Please retype the lines from the one containing "--target=chair leg --mode=segment" through the final line, leaving the pictures out of your answer.

(Picture annotation records)
..........

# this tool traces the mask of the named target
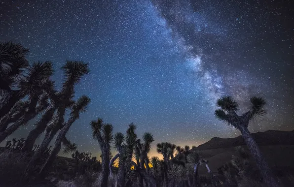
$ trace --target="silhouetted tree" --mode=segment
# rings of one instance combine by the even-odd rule
[[[239,105],[231,96],[224,96],[218,99],[217,106],[220,108],[215,111],[216,117],[220,120],[231,125],[241,132],[245,143],[256,162],[263,178],[269,187],[278,187],[271,169],[265,161],[258,145],[253,139],[247,128],[249,122],[257,116],[266,114],[264,107],[266,104],[264,99],[254,96],[250,98],[251,106],[248,112],[241,115],[237,114]]]
[[[65,139],[66,139],[65,136],[67,133],[74,123],[79,118],[80,114],[86,112],[87,110],[87,106],[90,103],[90,98],[87,96],[82,95],[73,106],[72,111],[70,114],[70,118],[68,121],[64,124],[62,128],[58,133],[53,149],[49,157],[47,159],[46,162],[41,169],[40,174],[41,176],[44,176],[46,170],[48,170],[49,167],[53,164],[57,154],[59,153],[59,151],[61,149],[61,143],[64,141]],[[68,143],[68,141],[67,143]],[[70,144],[70,143],[69,144]],[[68,148],[69,148],[69,147],[68,147]]]
[[[104,124],[101,118],[98,118],[97,121],[91,121],[90,125],[92,128],[93,138],[98,141],[102,155],[101,187],[107,187],[110,172],[109,165],[110,144],[113,139],[113,126],[111,124]]]
[[[26,124],[29,121],[35,118],[48,106],[48,98],[45,95],[41,95],[44,93],[44,86],[50,81],[47,81],[47,79],[53,74],[52,63],[49,62],[45,62],[44,63],[34,62],[27,69],[27,71],[26,75],[21,79],[19,79],[17,85],[19,89],[18,90],[18,92],[19,95],[28,95],[30,102],[23,116],[6,129],[0,132],[0,142],[17,130],[21,125]],[[23,97],[23,96],[20,96],[17,100],[13,101],[13,105]],[[39,106],[37,107],[38,102]],[[1,126],[0,128],[1,129],[3,128],[3,126],[7,126],[9,124],[8,122],[1,123]]]
[[[0,42],[0,94],[3,99],[0,106],[0,119],[10,111],[26,95],[17,87],[19,79],[29,66],[26,55],[28,49],[11,42]]]

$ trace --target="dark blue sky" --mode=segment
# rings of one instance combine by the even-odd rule
[[[267,1],[0,0],[0,40],[52,61],[57,85],[66,60],[89,63],[76,96],[92,102],[68,134],[80,150],[99,152],[89,123],[102,117],[115,132],[134,122],[139,135],[152,133],[153,155],[161,141],[238,135],[214,116],[223,95],[242,109],[250,96],[265,97],[268,114],[251,131],[293,130],[293,10],[290,0]]]

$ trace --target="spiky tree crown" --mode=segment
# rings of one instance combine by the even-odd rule
[[[264,109],[266,102],[263,98],[253,96],[250,98],[250,102],[249,111],[238,116],[236,114],[239,106],[237,102],[231,96],[222,97],[218,99],[217,106],[220,108],[216,110],[215,115],[219,120],[229,125],[247,126],[250,121],[254,120],[257,116],[264,115],[266,113]],[[240,120],[242,123],[240,123]]]

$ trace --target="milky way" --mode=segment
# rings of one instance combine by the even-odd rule
[[[66,60],[89,63],[76,93],[92,102],[68,134],[80,151],[99,152],[89,125],[97,117],[115,132],[134,122],[155,143],[236,136],[214,116],[224,95],[238,100],[240,112],[251,96],[266,98],[268,114],[250,125],[252,132],[294,128],[290,1],[35,1],[0,0],[0,40],[29,48],[31,61],[52,61],[57,85]]]

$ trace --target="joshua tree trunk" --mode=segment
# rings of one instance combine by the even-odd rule
[[[267,165],[258,145],[254,141],[248,129],[243,125],[238,126],[238,128],[241,131],[244,141],[248,147],[252,157],[256,162],[264,182],[268,187],[279,187],[280,185],[275,178],[271,169]]]
[[[54,160],[56,158],[57,154],[59,153],[59,151],[61,149],[61,143],[58,143],[58,144],[57,144],[57,143],[55,143],[55,146],[54,146],[53,150],[51,152],[49,157],[47,159],[44,165],[43,165],[43,166],[41,167],[41,170],[39,173],[39,176],[42,178],[44,178],[47,174],[50,167],[52,165]]]
[[[101,165],[102,167],[102,179],[101,180],[101,187],[108,187],[108,176],[109,175],[109,156],[110,155],[110,148],[106,145],[101,146],[102,152],[102,161]]]
[[[167,158],[167,156],[164,156],[163,157],[163,162],[164,162],[164,166],[163,166],[163,170],[164,172],[164,182],[165,183],[165,187],[168,187],[168,177],[167,176],[167,169],[168,169],[168,158]]]
[[[39,161],[42,155],[48,148],[48,146],[56,133],[58,131],[58,130],[59,128],[55,126],[51,131],[46,132],[45,137],[42,141],[40,148],[35,152],[34,156],[31,158],[29,164],[27,166],[23,176],[23,180],[27,181],[29,180],[33,174],[35,167],[40,164]]]
[[[197,187],[198,186],[197,177],[198,176],[198,167],[199,163],[194,164],[194,173],[193,174],[193,187]]]
[[[36,128],[32,130],[29,133],[24,144],[24,146],[22,149],[22,151],[27,152],[30,152],[32,151],[36,140],[46,129],[47,124],[48,124],[52,119],[52,117],[54,114],[55,110],[55,108],[50,108],[47,110],[45,114],[42,116],[42,118],[36,125]]]
[[[125,183],[125,168],[123,166],[120,166],[117,174],[117,187],[124,187]]]
[[[109,171],[110,174],[110,176],[112,176],[112,165],[113,165],[113,162],[119,156],[119,154],[116,154],[110,160],[109,163]]]
[[[146,171],[148,174],[150,174],[150,167],[149,167],[149,160],[147,157],[147,156],[145,156],[145,165],[146,165]]]

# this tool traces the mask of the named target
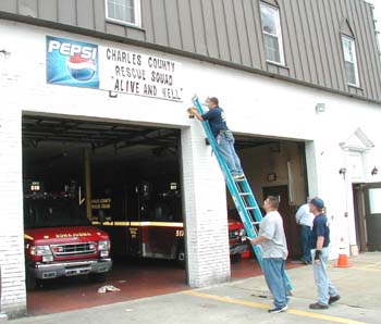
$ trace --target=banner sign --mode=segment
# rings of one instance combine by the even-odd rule
[[[98,46],[47,36],[47,82],[98,88]]]
[[[182,101],[182,64],[110,47],[47,36],[47,82]]]

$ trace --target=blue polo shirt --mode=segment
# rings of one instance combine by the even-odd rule
[[[229,130],[225,120],[225,113],[220,107],[209,109],[202,116],[204,121],[209,122],[210,130],[214,137],[219,135],[220,130]]]
[[[316,249],[316,241],[318,236],[324,237],[323,248],[330,245],[330,227],[328,226],[328,217],[320,214],[314,219],[312,235],[310,240],[310,248]]]

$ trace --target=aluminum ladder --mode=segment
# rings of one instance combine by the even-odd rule
[[[198,113],[204,114],[205,111],[198,100],[198,97],[197,96],[193,97],[192,101],[194,107],[196,107]],[[205,134],[207,135],[208,141],[221,167],[221,171],[225,177],[228,189],[232,196],[235,208],[239,214],[241,221],[244,224],[246,235],[248,237],[256,238],[258,236],[258,230],[256,228],[256,225],[262,221],[262,214],[260,212],[257,200],[254,197],[251,188],[246,179],[246,176],[244,176],[243,179],[238,179],[238,180],[233,178],[232,173],[230,172],[223,157],[221,155],[218,149],[218,144],[216,141],[214,136],[211,133],[208,121],[204,121],[201,122],[201,124],[202,124]],[[261,257],[259,247],[251,245],[251,248],[257,257],[260,267],[263,270],[262,257]],[[286,285],[288,290],[292,290],[293,286],[291,284],[290,277],[286,272],[285,272],[285,278],[286,278]]]

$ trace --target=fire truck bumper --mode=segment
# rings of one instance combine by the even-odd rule
[[[61,276],[107,273],[111,270],[111,259],[102,259],[81,262],[38,263],[29,271],[37,279],[50,279]]]
[[[237,245],[232,245],[230,246],[230,253],[233,254],[242,254],[246,252],[247,250],[247,244],[237,244]]]

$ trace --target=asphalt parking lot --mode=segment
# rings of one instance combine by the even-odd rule
[[[12,320],[12,324],[75,323],[380,323],[381,252],[351,258],[351,267],[335,267],[329,274],[341,300],[328,310],[314,311],[316,301],[311,265],[288,270],[294,285],[285,313],[269,314],[272,301],[262,275],[234,279],[201,289],[122,301],[82,310]],[[116,292],[118,294],[118,292]]]

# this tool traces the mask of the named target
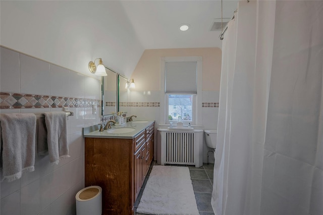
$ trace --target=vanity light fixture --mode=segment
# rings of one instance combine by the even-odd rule
[[[95,66],[95,61],[99,60],[99,63],[97,67]],[[98,76],[106,76],[107,74],[105,71],[105,68],[103,65],[102,59],[97,58],[94,61],[90,61],[89,62],[89,70],[91,73],[95,74]]]
[[[188,24],[183,24],[180,26],[180,30],[182,31],[185,31],[189,28],[189,25]]]
[[[129,89],[135,89],[136,88],[136,85],[135,84],[135,81],[134,81],[133,78],[130,79],[130,81],[128,84],[129,88]]]

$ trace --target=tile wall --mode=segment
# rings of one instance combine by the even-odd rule
[[[82,129],[100,122],[99,108],[93,115],[92,105],[99,104],[100,81],[0,48],[2,114],[62,111],[63,106],[74,113],[68,117],[70,157],[52,166],[48,156],[37,156],[35,171],[1,182],[1,214],[75,214],[75,194],[84,187]]]

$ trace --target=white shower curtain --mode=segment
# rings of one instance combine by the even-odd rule
[[[216,215],[323,214],[323,1],[239,2],[228,24]]]

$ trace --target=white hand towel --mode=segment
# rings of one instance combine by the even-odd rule
[[[65,112],[47,112],[45,115],[47,127],[47,143],[49,161],[58,164],[60,159],[68,157],[67,122]]]
[[[37,149],[38,155],[45,155],[48,153],[47,144],[47,128],[45,124],[45,119],[39,119],[37,121],[36,128],[38,128],[37,138]]]
[[[1,115],[3,179],[13,181],[35,169],[36,116]]]

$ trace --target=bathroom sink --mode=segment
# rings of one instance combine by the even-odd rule
[[[147,123],[148,121],[146,121],[145,120],[137,120],[136,121],[132,121],[132,123]]]
[[[111,129],[107,131],[107,133],[111,134],[123,134],[124,133],[129,133],[134,131],[134,128],[119,128]]]

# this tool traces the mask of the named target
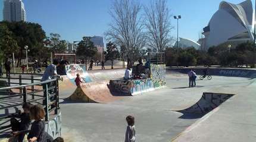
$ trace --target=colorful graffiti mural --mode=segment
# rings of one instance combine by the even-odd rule
[[[161,87],[166,85],[166,64],[151,64],[151,78],[155,88]]]
[[[110,85],[115,91],[128,95],[142,94],[143,92],[154,90],[151,79],[124,80],[110,80]]]

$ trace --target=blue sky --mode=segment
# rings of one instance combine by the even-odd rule
[[[0,20],[2,18],[3,1],[0,0]],[[111,21],[108,14],[113,0],[23,0],[29,22],[42,25],[47,34],[58,33],[70,42],[83,36],[104,36]],[[139,0],[148,5],[150,0]],[[218,9],[221,0],[167,0],[173,15],[180,15],[179,36],[198,40],[198,34]],[[238,4],[243,0],[227,0]],[[252,3],[255,1],[252,0]],[[171,17],[175,29],[171,34],[177,37],[177,21]]]

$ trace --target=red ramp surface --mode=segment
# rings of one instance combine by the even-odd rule
[[[68,98],[73,101],[103,104],[120,98],[112,95],[109,83],[109,80],[103,80],[82,83]]]

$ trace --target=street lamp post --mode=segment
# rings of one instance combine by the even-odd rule
[[[27,70],[29,70],[29,63],[27,62],[27,49],[29,49],[29,46],[25,46],[24,47],[24,48],[26,49],[26,60],[27,62]]]
[[[174,16],[174,19],[177,20],[177,67],[179,66],[179,20],[182,18],[182,16]]]
[[[229,48],[229,53],[230,53],[231,45],[230,44],[227,45],[227,48]]]
[[[255,58],[255,31],[256,31],[256,1],[255,4],[255,9],[254,9],[254,61],[253,61],[253,66],[255,67],[255,64],[256,62],[256,58]]]

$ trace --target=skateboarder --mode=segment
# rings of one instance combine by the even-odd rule
[[[76,78],[74,80],[74,82],[77,86],[80,86],[80,84],[83,82],[83,79],[80,77],[79,73],[76,74]]]
[[[132,79],[132,71],[130,70],[130,68],[129,67],[126,69],[126,72],[124,73],[124,79],[126,80]]]
[[[193,83],[193,85],[195,86],[196,85],[196,83],[195,83],[195,80],[196,79],[196,73],[195,73],[195,70],[193,70],[193,82],[192,83]]]
[[[92,70],[92,66],[93,65],[93,60],[91,60],[90,61],[90,66],[89,66],[88,70]]]
[[[193,70],[192,69],[191,70],[191,71],[189,71],[188,73],[188,75],[189,76],[189,87],[193,87]]]
[[[101,62],[101,69],[105,69],[104,62],[103,60]]]
[[[126,128],[124,142],[135,142],[135,125],[134,125],[134,117],[128,115],[126,117],[127,127]]]

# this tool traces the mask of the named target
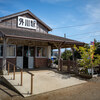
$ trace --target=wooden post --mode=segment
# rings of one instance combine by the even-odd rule
[[[8,75],[9,75],[9,63],[8,63]]]
[[[21,86],[23,85],[23,70],[21,69]]]
[[[14,65],[13,80],[15,80],[15,65]]]
[[[33,75],[31,74],[31,94],[33,94]]]
[[[7,70],[6,70],[6,53],[7,53],[7,46],[6,46],[6,38],[3,39],[3,63],[2,63],[2,71],[3,74],[7,74]]]

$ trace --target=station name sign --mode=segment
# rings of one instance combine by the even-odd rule
[[[31,18],[18,16],[18,27],[36,29],[37,21]]]

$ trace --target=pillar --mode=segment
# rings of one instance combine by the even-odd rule
[[[3,74],[7,74],[6,70],[6,55],[7,55],[7,45],[6,45],[6,38],[3,39],[3,62],[2,62],[2,72]]]
[[[61,48],[58,48],[58,70],[61,70],[61,64],[60,64],[60,59],[61,59]]]

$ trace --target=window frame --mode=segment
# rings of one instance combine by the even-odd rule
[[[3,44],[2,44],[2,43],[0,43],[0,45],[2,45],[2,46],[3,46]],[[0,58],[3,58],[3,54],[2,54],[2,56],[0,56]]]
[[[14,44],[7,44],[7,46],[12,45],[15,47],[15,56],[7,56],[7,58],[16,58],[16,45]]]
[[[22,47],[22,56],[17,56],[17,46]],[[22,45],[16,45],[16,57],[23,57],[23,53],[24,53],[24,47]]]
[[[46,56],[37,56],[37,48],[38,47],[41,47],[41,48],[45,48],[46,50]],[[36,58],[47,58],[48,55],[47,55],[47,46],[36,46],[36,55],[35,55]]]

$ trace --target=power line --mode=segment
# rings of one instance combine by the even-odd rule
[[[70,27],[77,27],[77,26],[86,26],[86,25],[91,25],[91,24],[99,24],[100,22],[94,22],[94,23],[89,23],[89,24],[81,24],[81,25],[71,25],[71,26],[66,26],[66,27],[55,27],[52,29],[61,29],[61,28],[70,28]]]
[[[68,35],[68,37],[77,36],[77,35],[84,35],[84,34],[88,34],[88,33],[97,33],[97,32],[100,32],[100,31],[94,31],[94,32],[86,32],[86,33],[81,33],[81,34]]]

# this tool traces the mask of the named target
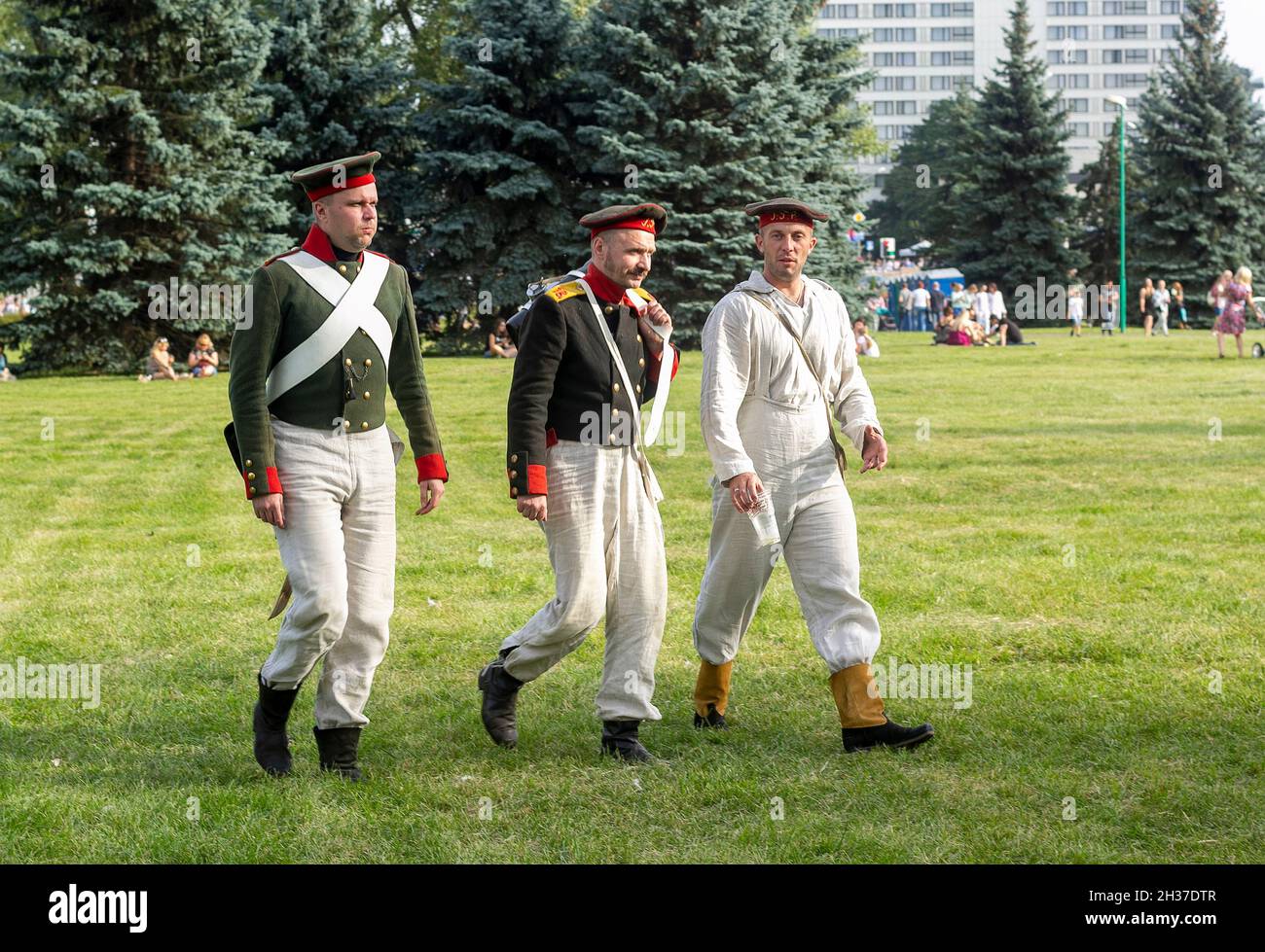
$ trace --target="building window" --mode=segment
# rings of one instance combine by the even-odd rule
[[[946,49],[931,52],[931,66],[974,66],[975,52],[973,49],[955,49],[951,53]]]
[[[913,116],[918,114],[918,104],[912,99],[880,99],[874,101],[877,116]]]
[[[912,125],[880,125],[878,126],[878,138],[883,142],[901,142],[908,139],[913,133]]]
[[[931,4],[932,16],[974,16],[975,4]]]
[[[935,43],[969,43],[975,38],[974,27],[932,27],[931,39]]]
[[[1046,80],[1046,86],[1051,90],[1088,90],[1089,76],[1087,73],[1056,73]]]
[[[1146,0],[1104,0],[1103,16],[1146,16]]]
[[[1103,86],[1109,90],[1127,88],[1130,86],[1145,86],[1146,73],[1107,73],[1103,76]]]

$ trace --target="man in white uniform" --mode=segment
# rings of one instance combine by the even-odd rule
[[[902,727],[883,713],[870,673],[878,618],[860,595],[856,521],[831,417],[860,450],[861,473],[883,469],[887,442],[842,298],[802,274],[817,244],[813,221],[827,216],[792,198],[745,211],[759,216],[755,247],[764,269],[721,298],[702,340],[702,432],[716,474],[693,626],[702,659],[694,726],[725,726],[734,657],[777,560],[777,550],[759,545],[748,515],[768,491],[781,552],[830,669],[845,750],[910,747],[932,729]]]

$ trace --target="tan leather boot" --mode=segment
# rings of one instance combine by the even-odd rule
[[[698,662],[698,680],[694,683],[694,727],[726,727],[725,709],[729,707],[729,679],[732,673],[732,661],[722,665]]]
[[[849,754],[874,747],[915,747],[935,735],[931,724],[903,727],[888,718],[868,664],[835,671],[830,675],[830,690],[844,728],[844,750]]]

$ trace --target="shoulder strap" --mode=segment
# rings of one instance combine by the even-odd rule
[[[799,348],[799,357],[803,358],[805,365],[808,368],[808,373],[812,374],[812,379],[817,382],[817,389],[821,392],[821,405],[826,408],[826,431],[830,434],[830,442],[835,448],[835,459],[839,461],[839,475],[848,475],[848,454],[844,453],[844,448],[839,445],[839,437],[835,435],[835,417],[830,412],[830,398],[826,397],[826,384],[821,381],[821,374],[817,373],[817,368],[813,367],[808,351],[803,346],[803,339],[799,336],[799,331],[794,329],[791,320],[782,314],[782,308],[769,301],[770,295],[762,295],[758,291],[743,290],[743,293],[749,296],[753,301],[768,307],[777,316],[782,326],[787,329],[787,334],[794,340],[796,346]]]
[[[582,295],[584,292],[581,290],[578,281],[568,281],[564,284],[558,284],[557,287],[549,288],[548,291],[545,291],[545,293],[554,301],[560,302],[572,297],[577,297],[578,295]]]
[[[627,368],[624,365],[624,355],[620,354],[620,349],[615,344],[615,336],[611,334],[611,327],[606,322],[606,319],[602,317],[602,308],[597,306],[597,298],[593,297],[593,291],[588,287],[588,282],[581,278],[576,283],[581,288],[578,293],[588,297],[588,307],[593,312],[593,320],[601,327],[602,336],[606,339],[606,346],[611,351],[615,367],[620,372],[620,379],[624,381],[624,392],[629,394],[629,403],[632,406],[632,450],[636,453],[638,468],[641,470],[641,483],[645,485],[645,492],[650,499],[658,504],[663,499],[663,492],[659,489],[659,482],[654,478],[654,473],[650,472],[650,461],[645,458],[645,453],[641,449],[641,407],[638,405],[636,391],[632,389]]]

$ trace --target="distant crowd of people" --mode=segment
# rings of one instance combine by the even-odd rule
[[[187,369],[186,369],[187,368]],[[145,369],[137,377],[142,383],[151,381],[186,381],[200,377],[214,377],[220,372],[220,355],[215,350],[210,334],[199,334],[192,350],[185,360],[185,368],[177,369],[176,355],[171,353],[171,341],[158,338],[149,348]]]

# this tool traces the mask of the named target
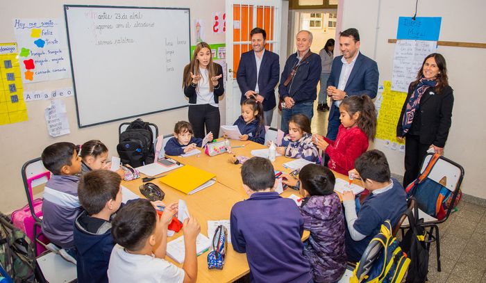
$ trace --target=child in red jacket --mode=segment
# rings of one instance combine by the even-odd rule
[[[315,135],[314,143],[329,156],[330,169],[347,175],[354,161],[368,149],[368,140],[375,137],[376,111],[369,96],[352,96],[342,100],[340,114],[336,140]]]

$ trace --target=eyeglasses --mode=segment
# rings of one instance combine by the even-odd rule
[[[140,193],[151,202],[162,200],[165,197],[165,193],[153,183],[145,183],[138,188],[140,190]]]

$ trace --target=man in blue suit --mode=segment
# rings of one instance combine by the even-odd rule
[[[327,83],[327,93],[332,98],[327,138],[335,140],[340,121],[339,106],[344,97],[366,95],[376,96],[379,73],[378,65],[360,53],[360,33],[348,29],[340,33],[342,56],[334,58]]]
[[[265,50],[265,30],[255,28],[250,35],[253,50],[242,54],[236,73],[236,81],[242,92],[240,104],[248,98],[255,98],[262,103],[265,124],[269,126],[276,105],[275,86],[278,83],[280,72],[278,55]]]

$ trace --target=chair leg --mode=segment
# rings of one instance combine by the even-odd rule
[[[441,272],[440,267],[440,237],[439,236],[439,227],[435,227],[435,247],[437,253],[437,271]]]

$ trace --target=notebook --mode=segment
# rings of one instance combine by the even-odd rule
[[[203,254],[209,250],[211,245],[211,240],[199,233],[196,238],[196,253],[197,255]],[[167,253],[171,259],[182,264],[185,257],[185,247],[184,246],[184,236],[181,236],[174,241],[167,243]]]
[[[216,175],[190,165],[178,168],[167,176],[159,178],[161,183],[176,190],[192,195],[211,186]],[[202,187],[202,188],[201,188]]]

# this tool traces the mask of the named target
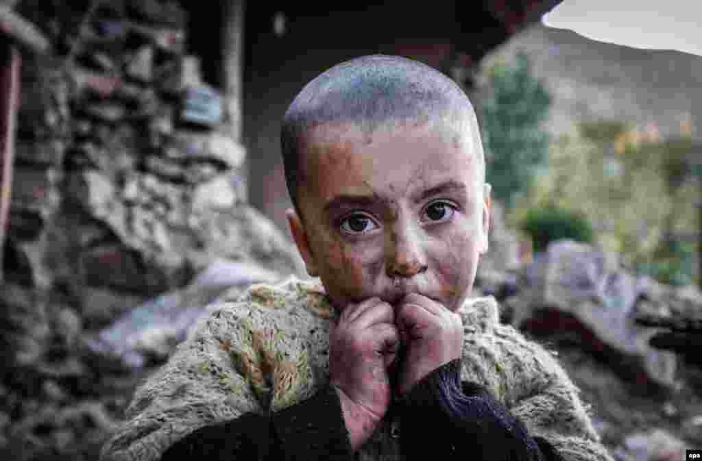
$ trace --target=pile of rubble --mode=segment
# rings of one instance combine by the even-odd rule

..........

## Output of the task
$ trace --target=chair leg --mode=segment
# rings of one instance combine by the even-odd rule
[[[441,272],[440,267],[440,237],[439,236],[439,227],[435,227],[435,247],[437,253],[437,271]]]

$ trace --target=notebook --mode=segment
# rings of one instance combine by the even-odd rule
[[[203,254],[209,250],[211,245],[211,240],[199,233],[196,238],[196,253],[197,255]],[[167,253],[171,259],[182,264],[185,257],[185,247],[184,246],[184,236],[181,236],[174,241],[167,243]]]
[[[216,175],[190,165],[178,168],[167,176],[159,178],[161,183],[176,190],[192,195],[211,186]],[[202,187],[202,188],[201,188]]]

# this tool traces the mask of the named target
$ trace --target=pile of rubble --mode=segment
# rings of one instance combine by the even-odd rule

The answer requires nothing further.